━━━━━ Study text
Dealing with Disparagement
Talking poorly about your child's other parent in front of them or to them can be harmful to them and detrimental to their relationship with that other parent. It can also lead to parental alienation and the court does not take it lightly. If you are on the other side it can frustrating, depressing, and infuriating.
What You Can Do:
- Ask for a non-disparagement clause to be included in your custody order. If you are litigating or plan to modify your custody order, you can ask for a non-disparagement cause to be included in your order. While it should go without saying that the other parent should not talk poorly about the other parent to their child, you may need to have this spelled out explicitly in your order if this has been an issue in your case. It the other parent continues to badmouth you to your child, it will make it that much easier to prove contempt of this clause and/or assist with a modification of custody in the future.
- Get Proof.
- Written Evidence. Text messages and emails that can be authenticated (proven to be from the person at a time and date and with context), can be very helpful. However, you have to think about what is in the message. Just because your child's mother says terrible things to you, does not necessarily means she says them to your son or in front of him.
━━━━━━━━━━
━━━━━ Information provided
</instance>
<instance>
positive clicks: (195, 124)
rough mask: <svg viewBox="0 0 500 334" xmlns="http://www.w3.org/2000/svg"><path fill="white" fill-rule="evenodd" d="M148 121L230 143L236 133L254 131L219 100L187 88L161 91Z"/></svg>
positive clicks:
━━━━━━━━━━
-- Tasks to carry out --
1. Decide whether each statement below agrees with the text on dealing with disparagement. For each one, answer yes or no and quote the deciding words from the text.
(a) The court takes disparagement of the other parent lightly.
(b) Talking poorly about the other parent can lead to parental alienation.
(c) Emails that can be authenticated can be very helpful.
2. In the text on dealing with disparagement, what does it mean for a text message or email to be authenticated?
3. Continue the text on dealing with disparagement from the point where it stops.

-- Per-task answers --
1.
(a) No: "the court does not take it lightly."
(b) Yes: "It can also lead to parental alienation"
(c) Yes: "Text messages and emails that can be authenticated (proven to be from the person at a time and date and with context), can be very helpful."

2. It is proven to be from the person at a time and date and with context.

3.
- Video and Audio Evidence. It is very important to know the state and federal rules about recording third parties and obtaining consent/notice. If the person submits to it voluntarily, like leaving a voicemail which they know is being recorded or some forms of social media messages, it may indicate that they have implied consent. Know the rules, but these can be some of the strongest forms of evidence.
- Testimony from your child. If your child is old enough, a judge or master may interview your child to determine whether disparagement is occurring. Testimony from children is often done outside of the presence of both parents, though in some situations counsel may be present.
- Testimony from a third party. A third party may be able to testify about your child's parent disparaging you to them in front of your child.
- File for Contempt. Where there is language in a custody order that prevents parents from disparaging the other parent, the parent may be in contempt if they continue to do so. The parent being disparaged can file a petition of contempt against the other parent and ask for attorneys' fees and sanctions
- Requesting Modification. If the disparagement is so bad that it has been affecting the relationship of the child with the parent being disparaged, a modification of the custody order may be warranted before it leads to complete parental alienation. Of course, a modification can be done at any time for any number of reasons. You can speak to a lawyer about requesting a modification of custody or do it yourself.
- Attend Co-Parenting Classes/Therapy. When parties split or where a custody battle has made things ugly between the parties, co-parenting counseling can be very helpful. An objective third party can help mediate issues, assist the parties with how to speak with each other, and get the family back on track. Co-parenting counseling can also be made part of a custody order, with a judge also ordering how long the parties are to attend and who is to pay the cost.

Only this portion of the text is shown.